* **What you need to do**: From the records below, return every line containing the word "broken".

··· Data to process

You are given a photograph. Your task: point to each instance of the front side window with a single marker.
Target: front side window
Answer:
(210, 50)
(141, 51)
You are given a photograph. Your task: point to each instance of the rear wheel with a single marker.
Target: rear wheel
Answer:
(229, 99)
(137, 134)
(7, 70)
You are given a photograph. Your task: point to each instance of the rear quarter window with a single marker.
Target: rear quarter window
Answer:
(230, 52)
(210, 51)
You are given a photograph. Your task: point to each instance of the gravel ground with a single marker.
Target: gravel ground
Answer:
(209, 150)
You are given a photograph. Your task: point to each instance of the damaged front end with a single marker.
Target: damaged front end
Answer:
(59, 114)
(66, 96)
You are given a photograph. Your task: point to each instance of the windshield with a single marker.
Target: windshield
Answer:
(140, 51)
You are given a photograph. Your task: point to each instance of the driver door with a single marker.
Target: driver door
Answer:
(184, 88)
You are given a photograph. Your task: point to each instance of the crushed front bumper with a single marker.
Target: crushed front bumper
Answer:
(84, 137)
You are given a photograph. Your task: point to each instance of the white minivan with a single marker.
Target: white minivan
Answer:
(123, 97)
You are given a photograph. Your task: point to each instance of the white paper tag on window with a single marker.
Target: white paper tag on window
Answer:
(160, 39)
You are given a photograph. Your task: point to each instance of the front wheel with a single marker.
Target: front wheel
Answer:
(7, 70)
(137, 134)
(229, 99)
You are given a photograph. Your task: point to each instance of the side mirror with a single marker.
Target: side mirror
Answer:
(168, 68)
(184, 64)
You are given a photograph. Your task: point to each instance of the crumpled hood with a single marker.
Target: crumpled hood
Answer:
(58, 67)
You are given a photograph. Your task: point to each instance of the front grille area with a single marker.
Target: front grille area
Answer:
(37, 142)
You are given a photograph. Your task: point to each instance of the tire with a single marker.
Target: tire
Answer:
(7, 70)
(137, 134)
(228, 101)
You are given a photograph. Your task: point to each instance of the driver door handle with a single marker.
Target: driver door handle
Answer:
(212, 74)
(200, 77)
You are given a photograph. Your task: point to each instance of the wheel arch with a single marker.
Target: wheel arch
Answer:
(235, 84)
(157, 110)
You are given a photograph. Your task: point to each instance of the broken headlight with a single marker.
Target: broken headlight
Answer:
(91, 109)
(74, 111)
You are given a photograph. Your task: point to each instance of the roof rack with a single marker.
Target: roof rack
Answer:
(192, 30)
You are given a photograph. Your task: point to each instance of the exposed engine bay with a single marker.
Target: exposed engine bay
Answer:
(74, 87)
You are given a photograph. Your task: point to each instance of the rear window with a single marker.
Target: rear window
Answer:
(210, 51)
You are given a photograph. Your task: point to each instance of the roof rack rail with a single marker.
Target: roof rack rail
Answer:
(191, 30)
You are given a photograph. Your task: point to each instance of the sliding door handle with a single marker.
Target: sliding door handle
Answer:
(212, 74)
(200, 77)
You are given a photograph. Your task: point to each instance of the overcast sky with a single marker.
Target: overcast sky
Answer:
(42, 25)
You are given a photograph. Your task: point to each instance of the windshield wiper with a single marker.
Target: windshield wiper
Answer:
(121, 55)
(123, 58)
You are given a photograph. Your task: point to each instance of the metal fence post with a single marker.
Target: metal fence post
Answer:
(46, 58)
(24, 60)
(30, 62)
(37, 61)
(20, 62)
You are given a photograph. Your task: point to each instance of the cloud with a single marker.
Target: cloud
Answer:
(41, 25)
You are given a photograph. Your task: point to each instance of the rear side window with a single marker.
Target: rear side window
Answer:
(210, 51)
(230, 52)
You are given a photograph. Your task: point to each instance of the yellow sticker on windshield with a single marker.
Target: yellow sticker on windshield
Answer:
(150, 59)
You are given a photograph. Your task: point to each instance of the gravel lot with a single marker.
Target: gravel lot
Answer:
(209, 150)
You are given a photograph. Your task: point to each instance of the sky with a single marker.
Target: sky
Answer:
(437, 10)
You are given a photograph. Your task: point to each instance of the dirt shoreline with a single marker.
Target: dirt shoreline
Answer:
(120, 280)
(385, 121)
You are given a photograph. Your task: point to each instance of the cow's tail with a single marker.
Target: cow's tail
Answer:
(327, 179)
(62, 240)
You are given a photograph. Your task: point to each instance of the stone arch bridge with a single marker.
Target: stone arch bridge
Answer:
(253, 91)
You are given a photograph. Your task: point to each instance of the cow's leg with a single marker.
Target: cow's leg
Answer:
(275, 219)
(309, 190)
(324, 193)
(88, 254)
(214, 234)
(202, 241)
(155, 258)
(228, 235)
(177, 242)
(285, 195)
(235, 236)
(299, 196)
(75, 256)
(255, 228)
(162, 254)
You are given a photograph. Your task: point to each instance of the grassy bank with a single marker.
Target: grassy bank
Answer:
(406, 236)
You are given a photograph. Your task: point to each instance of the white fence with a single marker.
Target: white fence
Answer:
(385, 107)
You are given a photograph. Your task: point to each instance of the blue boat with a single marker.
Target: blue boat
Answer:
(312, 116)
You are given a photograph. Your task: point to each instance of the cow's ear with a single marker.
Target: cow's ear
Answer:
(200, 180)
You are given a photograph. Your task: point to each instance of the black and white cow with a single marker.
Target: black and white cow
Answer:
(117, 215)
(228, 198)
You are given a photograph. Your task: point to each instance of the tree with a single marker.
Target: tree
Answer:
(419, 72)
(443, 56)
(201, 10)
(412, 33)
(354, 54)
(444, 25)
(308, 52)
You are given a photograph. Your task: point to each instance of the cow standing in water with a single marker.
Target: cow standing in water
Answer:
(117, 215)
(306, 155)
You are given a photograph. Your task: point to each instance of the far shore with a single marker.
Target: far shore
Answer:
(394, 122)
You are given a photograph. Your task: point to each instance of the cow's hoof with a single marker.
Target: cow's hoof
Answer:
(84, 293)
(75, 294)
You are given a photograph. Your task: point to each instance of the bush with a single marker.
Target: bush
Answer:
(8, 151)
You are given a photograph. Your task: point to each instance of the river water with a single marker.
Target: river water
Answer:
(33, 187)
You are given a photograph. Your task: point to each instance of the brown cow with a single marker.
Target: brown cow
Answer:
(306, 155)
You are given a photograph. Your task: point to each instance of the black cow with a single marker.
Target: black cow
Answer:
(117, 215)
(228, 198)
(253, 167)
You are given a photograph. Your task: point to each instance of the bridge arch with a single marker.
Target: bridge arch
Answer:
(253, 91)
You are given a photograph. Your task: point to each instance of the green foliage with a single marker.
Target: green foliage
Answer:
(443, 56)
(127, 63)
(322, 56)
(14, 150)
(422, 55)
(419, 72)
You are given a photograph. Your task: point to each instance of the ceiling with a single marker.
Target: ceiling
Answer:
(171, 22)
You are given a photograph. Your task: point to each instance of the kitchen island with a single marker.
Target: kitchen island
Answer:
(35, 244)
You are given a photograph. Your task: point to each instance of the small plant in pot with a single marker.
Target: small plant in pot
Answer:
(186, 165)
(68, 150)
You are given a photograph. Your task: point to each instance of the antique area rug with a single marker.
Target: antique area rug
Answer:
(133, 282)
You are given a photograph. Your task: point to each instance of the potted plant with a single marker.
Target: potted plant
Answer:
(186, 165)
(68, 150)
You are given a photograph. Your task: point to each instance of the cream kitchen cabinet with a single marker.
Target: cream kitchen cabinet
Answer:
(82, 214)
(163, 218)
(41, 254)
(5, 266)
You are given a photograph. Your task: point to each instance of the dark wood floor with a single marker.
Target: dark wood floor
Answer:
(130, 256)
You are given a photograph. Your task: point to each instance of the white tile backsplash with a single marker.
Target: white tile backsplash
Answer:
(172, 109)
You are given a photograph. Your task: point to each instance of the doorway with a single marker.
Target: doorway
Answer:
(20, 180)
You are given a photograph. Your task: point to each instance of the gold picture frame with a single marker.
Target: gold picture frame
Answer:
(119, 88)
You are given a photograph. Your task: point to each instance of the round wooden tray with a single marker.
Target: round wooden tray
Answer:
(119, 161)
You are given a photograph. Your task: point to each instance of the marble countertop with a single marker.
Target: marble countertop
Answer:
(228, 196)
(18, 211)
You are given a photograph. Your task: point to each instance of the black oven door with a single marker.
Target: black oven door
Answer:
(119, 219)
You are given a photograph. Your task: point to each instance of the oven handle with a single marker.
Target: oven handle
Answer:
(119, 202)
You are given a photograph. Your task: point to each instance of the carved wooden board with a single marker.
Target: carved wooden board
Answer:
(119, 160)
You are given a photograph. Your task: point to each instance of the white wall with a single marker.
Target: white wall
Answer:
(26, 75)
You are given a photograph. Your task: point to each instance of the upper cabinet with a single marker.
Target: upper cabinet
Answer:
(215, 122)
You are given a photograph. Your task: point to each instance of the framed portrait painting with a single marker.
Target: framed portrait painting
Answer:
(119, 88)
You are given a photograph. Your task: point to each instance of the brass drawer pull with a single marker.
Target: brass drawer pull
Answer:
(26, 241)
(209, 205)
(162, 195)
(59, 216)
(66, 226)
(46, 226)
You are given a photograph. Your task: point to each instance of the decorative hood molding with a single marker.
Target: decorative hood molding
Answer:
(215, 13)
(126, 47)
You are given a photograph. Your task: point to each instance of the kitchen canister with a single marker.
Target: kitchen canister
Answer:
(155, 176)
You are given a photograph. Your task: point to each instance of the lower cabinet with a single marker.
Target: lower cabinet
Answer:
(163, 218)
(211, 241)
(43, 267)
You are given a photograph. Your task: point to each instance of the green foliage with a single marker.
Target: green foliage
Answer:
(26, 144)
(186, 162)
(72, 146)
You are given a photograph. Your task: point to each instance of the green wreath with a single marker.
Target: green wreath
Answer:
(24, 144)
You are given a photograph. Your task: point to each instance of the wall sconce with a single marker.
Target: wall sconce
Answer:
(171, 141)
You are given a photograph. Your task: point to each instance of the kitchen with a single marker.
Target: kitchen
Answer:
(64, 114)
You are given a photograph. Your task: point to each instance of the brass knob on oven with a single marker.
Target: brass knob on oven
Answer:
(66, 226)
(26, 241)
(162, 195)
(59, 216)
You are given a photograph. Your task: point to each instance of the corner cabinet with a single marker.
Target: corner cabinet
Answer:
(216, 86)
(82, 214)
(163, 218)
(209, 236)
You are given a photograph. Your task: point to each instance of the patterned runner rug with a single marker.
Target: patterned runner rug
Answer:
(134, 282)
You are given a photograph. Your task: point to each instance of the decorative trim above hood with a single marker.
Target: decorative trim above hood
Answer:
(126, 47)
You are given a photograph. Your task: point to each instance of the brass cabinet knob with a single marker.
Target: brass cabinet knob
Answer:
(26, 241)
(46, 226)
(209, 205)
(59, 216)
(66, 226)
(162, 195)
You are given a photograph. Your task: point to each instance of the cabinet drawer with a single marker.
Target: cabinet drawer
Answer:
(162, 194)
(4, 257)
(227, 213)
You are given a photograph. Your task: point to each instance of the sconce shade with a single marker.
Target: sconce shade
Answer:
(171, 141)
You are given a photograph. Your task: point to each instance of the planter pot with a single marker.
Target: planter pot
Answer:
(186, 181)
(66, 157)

······

* **Answer below**:
You are given a photograph. Your task: point to each instance of the broken headlight with a single marker.
Target: broken headlight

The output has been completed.